# [SELECTED TEXT]
⟨
Spanish Researchers Claim Most Effective HIV Vaccine Yet
Spanish medical researchers say they have developed an HIV vaccine prototype that is the most potent weapon against the deadly virus yet.
The team announced at a news conference that its vaccine, called MVA-B, produced immunity in 22 of the 24 healthy individuals in the study.
The vaccine prototype is patented by Spain's CSIC research center and is designed to fight HIV's subtype B, which is most prevalent in Europe, the Americas and the Caribbean. Subtype C strain is most common in Africa and Asia.
The research team's leaders are Mariano Esteban of the National Biotechnology Center of CSIC, Felipe Garcia of Barcelona's Clinic Hospital and Juan Carlos Lopez Bernaldo de Quiros of Madrid's Gregorio Marañon Hospital.
The vaccine is like showing a picture of the HIV so that it is able to recognise it if it sees it again in the future, said Esteban.
The injection contains four HIV genes which stimulate T and B lymphocytes, types of white blood cells. Our body is full of lymphocytes, each of them programmed to fight against a different pathogen, explained Esteban.
Training is needed when it involves a pathogen, like the HIV one, which cannot be naturally defeated, he added. B cells produce antibodies which attack viruses before they infect cells, while T cells detect and destroy infected cells.
⟩
Continue the article about the Spanish HIV vaccine from where it stops.

# [DATA TO EXAMINE]
⟨
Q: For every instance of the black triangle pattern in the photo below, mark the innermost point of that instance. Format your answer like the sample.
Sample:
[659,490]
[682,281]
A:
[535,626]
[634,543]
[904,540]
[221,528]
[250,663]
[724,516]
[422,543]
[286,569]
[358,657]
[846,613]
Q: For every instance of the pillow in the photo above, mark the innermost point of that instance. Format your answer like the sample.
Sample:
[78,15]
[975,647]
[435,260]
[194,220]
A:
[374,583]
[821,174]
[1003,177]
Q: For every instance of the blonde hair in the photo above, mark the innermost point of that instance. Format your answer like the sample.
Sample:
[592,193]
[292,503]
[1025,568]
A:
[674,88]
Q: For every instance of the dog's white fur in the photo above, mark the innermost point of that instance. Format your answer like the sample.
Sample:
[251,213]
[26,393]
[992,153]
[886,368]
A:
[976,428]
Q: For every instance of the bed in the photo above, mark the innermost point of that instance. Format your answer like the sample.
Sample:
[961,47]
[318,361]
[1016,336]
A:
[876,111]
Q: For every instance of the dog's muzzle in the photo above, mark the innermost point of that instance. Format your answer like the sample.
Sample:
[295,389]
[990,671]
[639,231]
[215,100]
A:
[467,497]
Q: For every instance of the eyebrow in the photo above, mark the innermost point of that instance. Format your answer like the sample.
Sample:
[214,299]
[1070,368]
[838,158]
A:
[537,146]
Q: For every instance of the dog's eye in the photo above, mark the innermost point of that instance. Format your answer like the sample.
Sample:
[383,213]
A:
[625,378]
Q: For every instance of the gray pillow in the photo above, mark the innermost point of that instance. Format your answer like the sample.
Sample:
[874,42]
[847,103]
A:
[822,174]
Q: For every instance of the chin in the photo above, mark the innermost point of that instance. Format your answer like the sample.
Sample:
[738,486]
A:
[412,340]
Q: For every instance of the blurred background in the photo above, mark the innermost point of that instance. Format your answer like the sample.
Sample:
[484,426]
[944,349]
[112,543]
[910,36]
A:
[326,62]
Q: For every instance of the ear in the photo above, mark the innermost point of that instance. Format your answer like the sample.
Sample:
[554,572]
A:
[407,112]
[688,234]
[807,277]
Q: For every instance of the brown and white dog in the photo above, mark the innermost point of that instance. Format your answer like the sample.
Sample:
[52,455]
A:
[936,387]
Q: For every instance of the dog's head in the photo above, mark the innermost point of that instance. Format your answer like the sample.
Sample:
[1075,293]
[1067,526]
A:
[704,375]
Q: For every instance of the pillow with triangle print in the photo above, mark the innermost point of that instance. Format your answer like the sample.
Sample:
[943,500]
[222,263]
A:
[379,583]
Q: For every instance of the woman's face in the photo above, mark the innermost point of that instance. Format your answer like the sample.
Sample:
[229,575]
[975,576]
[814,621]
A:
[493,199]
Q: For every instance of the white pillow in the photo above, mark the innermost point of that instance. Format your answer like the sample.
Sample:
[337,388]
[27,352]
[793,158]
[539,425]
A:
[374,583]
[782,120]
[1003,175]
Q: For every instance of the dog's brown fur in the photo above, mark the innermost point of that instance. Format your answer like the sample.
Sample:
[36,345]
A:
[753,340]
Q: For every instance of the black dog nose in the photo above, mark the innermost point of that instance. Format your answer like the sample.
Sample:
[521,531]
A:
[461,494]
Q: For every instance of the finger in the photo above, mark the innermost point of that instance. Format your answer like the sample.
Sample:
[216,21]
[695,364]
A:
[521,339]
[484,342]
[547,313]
⟩
# [OUTPUT FOR THIS TASK]
The study showed that almost three-quarters of participants had developed HIV-specific antibodies 11 months after vaccination. More than a third developed one type of T cell that fights HIV, called CD4+, while over two-thirds developed another, called CD8+.
The research suggested a high level of efficiency in mice and monkeys, following which testing on humans began a year ago. In the first phase, the vaccine was administered to 30 healthy people selected from 370 volunteers.
Ninety-five percent of the patients who received the vaccine developed defenses. The normal rate without the vaccines is around 25 per cent. Garcia emphasized said that while other vaccines stimulate the production of cells or antibodies, the prototype managed to stimulate both.
In 85 percent of the patients, the defenses generated were maintained for at least a year, which in this field is enough time, Garcia added.
Esteban acknowledged the vaccine was at an early stage, describing it as promising. If this genetic cocktail passes Phase II and Phase III future clinical trials, and makes it into production, in the future HIV could be compared to herpes virus nowadays, he said.
The researchers will now perform a new clinical trial, this time with volunteers infected with HIV, with the aim of learning if the vaccine, in addition to preventing AIDS, can also be used to treat it.